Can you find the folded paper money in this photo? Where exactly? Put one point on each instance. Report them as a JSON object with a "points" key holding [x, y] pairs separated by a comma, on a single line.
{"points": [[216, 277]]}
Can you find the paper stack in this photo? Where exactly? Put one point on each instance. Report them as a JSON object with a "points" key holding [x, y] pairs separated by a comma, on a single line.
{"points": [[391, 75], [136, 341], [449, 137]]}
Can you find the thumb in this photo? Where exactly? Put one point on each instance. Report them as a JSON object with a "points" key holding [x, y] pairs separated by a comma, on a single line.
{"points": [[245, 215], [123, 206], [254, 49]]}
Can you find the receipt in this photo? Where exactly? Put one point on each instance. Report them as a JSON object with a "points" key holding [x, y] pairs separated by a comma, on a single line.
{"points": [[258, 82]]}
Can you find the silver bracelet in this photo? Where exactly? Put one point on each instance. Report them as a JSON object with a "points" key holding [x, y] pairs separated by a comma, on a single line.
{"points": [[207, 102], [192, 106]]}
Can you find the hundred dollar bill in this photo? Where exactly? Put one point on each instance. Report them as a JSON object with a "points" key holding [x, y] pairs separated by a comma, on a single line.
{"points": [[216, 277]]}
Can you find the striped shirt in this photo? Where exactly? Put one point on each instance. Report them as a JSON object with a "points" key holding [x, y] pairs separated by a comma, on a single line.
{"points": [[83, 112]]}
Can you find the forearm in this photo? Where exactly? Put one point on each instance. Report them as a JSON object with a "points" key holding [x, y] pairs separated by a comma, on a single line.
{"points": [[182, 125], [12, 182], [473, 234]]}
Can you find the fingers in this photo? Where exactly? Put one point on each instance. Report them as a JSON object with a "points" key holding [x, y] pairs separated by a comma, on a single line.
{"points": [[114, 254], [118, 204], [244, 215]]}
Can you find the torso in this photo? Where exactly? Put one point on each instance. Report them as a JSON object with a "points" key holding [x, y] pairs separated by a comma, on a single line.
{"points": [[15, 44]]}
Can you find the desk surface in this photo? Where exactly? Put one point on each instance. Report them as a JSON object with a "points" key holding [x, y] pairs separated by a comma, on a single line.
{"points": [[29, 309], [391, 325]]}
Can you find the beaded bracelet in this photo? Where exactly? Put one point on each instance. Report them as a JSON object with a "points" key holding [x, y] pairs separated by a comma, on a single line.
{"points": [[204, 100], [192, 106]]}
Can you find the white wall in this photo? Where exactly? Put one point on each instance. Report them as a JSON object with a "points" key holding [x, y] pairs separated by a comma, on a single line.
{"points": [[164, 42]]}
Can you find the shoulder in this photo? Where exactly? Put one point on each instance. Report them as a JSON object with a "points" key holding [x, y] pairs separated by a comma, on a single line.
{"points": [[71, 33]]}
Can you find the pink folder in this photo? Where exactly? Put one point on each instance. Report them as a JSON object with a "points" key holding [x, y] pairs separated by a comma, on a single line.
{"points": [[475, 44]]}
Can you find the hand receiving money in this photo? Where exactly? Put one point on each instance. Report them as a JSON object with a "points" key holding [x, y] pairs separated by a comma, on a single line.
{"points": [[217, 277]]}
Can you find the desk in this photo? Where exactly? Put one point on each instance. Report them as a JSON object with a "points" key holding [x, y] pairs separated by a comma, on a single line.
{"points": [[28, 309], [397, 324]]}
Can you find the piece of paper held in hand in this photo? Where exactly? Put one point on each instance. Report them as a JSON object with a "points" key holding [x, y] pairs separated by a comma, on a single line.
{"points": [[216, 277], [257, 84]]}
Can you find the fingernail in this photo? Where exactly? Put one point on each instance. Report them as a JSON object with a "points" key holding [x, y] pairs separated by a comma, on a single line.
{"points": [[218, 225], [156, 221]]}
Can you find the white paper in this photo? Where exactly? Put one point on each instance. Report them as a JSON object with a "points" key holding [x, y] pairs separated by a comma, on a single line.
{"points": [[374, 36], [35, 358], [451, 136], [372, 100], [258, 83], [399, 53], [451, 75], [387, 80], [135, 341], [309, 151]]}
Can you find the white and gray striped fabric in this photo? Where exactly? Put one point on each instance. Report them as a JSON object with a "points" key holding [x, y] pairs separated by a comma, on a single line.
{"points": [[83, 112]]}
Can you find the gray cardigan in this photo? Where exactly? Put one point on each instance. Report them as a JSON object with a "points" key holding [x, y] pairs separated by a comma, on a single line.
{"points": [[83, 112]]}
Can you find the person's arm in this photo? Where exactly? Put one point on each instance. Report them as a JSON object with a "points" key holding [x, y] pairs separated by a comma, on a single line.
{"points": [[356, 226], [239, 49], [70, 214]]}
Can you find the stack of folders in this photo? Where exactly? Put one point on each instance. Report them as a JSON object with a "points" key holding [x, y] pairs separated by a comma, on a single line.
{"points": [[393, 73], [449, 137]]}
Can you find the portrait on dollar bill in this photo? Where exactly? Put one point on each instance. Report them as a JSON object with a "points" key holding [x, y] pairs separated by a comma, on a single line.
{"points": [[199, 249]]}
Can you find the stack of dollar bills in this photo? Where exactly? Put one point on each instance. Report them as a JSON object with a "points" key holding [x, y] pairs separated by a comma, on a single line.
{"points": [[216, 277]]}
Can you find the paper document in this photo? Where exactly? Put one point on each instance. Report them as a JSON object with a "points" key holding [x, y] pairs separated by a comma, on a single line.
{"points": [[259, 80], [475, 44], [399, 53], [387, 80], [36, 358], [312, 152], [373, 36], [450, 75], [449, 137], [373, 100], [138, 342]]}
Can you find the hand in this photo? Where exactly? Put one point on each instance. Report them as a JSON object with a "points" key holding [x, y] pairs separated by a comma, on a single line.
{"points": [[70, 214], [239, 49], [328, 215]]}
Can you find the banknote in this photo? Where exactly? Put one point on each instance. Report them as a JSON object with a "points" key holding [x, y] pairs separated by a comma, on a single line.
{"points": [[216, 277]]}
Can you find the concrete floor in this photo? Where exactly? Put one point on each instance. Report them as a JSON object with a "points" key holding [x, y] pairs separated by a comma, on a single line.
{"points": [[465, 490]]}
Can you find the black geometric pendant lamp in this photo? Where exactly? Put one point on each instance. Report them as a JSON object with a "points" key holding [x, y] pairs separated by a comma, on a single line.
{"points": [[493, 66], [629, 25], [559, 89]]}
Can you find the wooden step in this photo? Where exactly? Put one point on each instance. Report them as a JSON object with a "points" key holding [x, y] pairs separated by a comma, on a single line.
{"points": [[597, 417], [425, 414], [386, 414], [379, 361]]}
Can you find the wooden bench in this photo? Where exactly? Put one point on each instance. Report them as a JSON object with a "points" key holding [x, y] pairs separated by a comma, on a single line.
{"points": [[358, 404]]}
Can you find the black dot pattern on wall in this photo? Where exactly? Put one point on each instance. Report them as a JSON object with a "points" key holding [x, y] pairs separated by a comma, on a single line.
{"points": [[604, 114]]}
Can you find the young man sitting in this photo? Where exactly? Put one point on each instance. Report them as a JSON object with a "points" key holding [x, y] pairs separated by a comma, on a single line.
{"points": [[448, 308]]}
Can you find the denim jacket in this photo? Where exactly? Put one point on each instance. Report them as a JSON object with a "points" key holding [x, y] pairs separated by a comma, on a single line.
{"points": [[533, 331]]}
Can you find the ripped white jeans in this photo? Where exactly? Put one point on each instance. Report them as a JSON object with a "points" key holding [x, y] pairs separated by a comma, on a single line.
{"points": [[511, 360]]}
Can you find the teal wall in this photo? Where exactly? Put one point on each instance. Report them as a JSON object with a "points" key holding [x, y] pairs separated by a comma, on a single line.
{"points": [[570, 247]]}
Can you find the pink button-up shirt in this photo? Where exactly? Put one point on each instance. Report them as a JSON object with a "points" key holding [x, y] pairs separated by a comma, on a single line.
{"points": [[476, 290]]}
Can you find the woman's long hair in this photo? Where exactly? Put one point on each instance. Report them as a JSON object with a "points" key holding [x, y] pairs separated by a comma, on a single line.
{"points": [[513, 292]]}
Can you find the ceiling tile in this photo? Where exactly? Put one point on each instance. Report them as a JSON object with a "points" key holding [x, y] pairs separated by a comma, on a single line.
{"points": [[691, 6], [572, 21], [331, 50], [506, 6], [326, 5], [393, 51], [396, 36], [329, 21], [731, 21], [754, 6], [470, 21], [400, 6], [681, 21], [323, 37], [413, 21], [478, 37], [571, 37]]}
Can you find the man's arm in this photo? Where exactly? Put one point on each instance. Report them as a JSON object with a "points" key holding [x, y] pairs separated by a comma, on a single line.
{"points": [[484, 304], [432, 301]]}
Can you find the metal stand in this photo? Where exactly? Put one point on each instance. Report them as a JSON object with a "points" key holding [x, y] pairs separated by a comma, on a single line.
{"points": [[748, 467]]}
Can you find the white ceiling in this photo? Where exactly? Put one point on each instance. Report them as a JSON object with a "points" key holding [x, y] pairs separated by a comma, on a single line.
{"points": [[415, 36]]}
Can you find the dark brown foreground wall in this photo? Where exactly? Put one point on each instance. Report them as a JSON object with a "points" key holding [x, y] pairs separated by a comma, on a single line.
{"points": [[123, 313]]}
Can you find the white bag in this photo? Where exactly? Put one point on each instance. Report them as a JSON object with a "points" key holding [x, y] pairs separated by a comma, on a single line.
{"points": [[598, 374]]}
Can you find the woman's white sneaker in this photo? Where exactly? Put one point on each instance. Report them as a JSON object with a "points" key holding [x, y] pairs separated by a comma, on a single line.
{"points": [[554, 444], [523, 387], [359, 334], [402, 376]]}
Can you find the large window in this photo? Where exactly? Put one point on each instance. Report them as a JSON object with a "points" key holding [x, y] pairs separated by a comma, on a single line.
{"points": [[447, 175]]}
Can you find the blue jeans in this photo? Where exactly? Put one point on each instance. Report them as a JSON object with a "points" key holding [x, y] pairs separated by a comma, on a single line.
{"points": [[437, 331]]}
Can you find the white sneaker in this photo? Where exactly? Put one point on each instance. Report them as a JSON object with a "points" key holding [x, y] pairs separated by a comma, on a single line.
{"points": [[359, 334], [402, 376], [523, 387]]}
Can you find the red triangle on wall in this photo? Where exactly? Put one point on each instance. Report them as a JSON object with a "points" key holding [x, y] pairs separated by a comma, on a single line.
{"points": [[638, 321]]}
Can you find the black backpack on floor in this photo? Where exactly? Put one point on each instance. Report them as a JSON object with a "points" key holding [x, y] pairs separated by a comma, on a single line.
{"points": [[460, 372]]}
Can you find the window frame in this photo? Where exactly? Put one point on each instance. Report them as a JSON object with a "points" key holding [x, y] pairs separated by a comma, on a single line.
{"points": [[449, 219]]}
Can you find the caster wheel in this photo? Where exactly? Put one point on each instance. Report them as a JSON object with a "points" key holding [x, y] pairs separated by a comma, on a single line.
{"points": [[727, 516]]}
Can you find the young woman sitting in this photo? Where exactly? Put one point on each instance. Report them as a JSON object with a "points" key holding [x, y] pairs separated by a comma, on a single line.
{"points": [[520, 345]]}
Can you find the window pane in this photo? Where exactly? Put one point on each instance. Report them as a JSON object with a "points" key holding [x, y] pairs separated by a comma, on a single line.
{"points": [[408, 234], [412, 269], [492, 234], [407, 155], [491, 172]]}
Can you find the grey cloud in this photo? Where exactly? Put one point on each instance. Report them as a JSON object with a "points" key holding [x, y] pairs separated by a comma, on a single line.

- _What this task involves_
From the line with "Can you find the white sneaker" to the last line of the material, give every line again exactly, and only those lines.

- _The answer_
Can you find the white sneaker in this photo? Where exactly? Put one point on each instance. Report them as a JSON object with a "points" key holding [x, y] pairs separated by a comma, on a single line.
{"points": [[359, 334], [402, 376], [523, 387]]}
Can you find the red triangle on wall in this photo? Where exactly? Put one point on each instance. Report them as a JSON object with a "points" key holding [x, y] pairs separated by a comma, on a single line.
{"points": [[638, 321]]}
Can you find the black backpack on floor in this photo? Where exactly? Put one point on each instance. Report them as a JSON object with a "points" key holding [x, y] pairs separated by a comma, on a single line.
{"points": [[460, 372]]}
Can you find the window frame in this photo? Where exactly? Put one point on each instance. Report them as a JSON object with a "points" key holding [x, y] pairs separated by a comma, on a single line.
{"points": [[449, 219]]}
Can you find the caster wheel in this photo? Where exactly? Put one point on each instance. Report them as a JSON object with a "points" key holding [x, y] pairs separated by a comma, on a single line.
{"points": [[727, 516]]}
Can you find the young woman sitting in this photo? Where exactly? Put one point on each instance. Report them as a JSON object with a "points" key holding [x, y] pairs separated by a comma, on a single line.
{"points": [[520, 345]]}
Can you find the window pane in this photo? Where exactly? Put one point on each instance. Report them as a JSON object with a "points" key holding [x, y] pairs separated by a comma, on a single line.
{"points": [[408, 234], [412, 269], [492, 234], [407, 155], [491, 172]]}
Can you find the grey cloud in this photo? Where exactly? Put one point on each instance. Report them as a JSON object with a "points" key holding [x, y] pairs separated by a comma, on a single line.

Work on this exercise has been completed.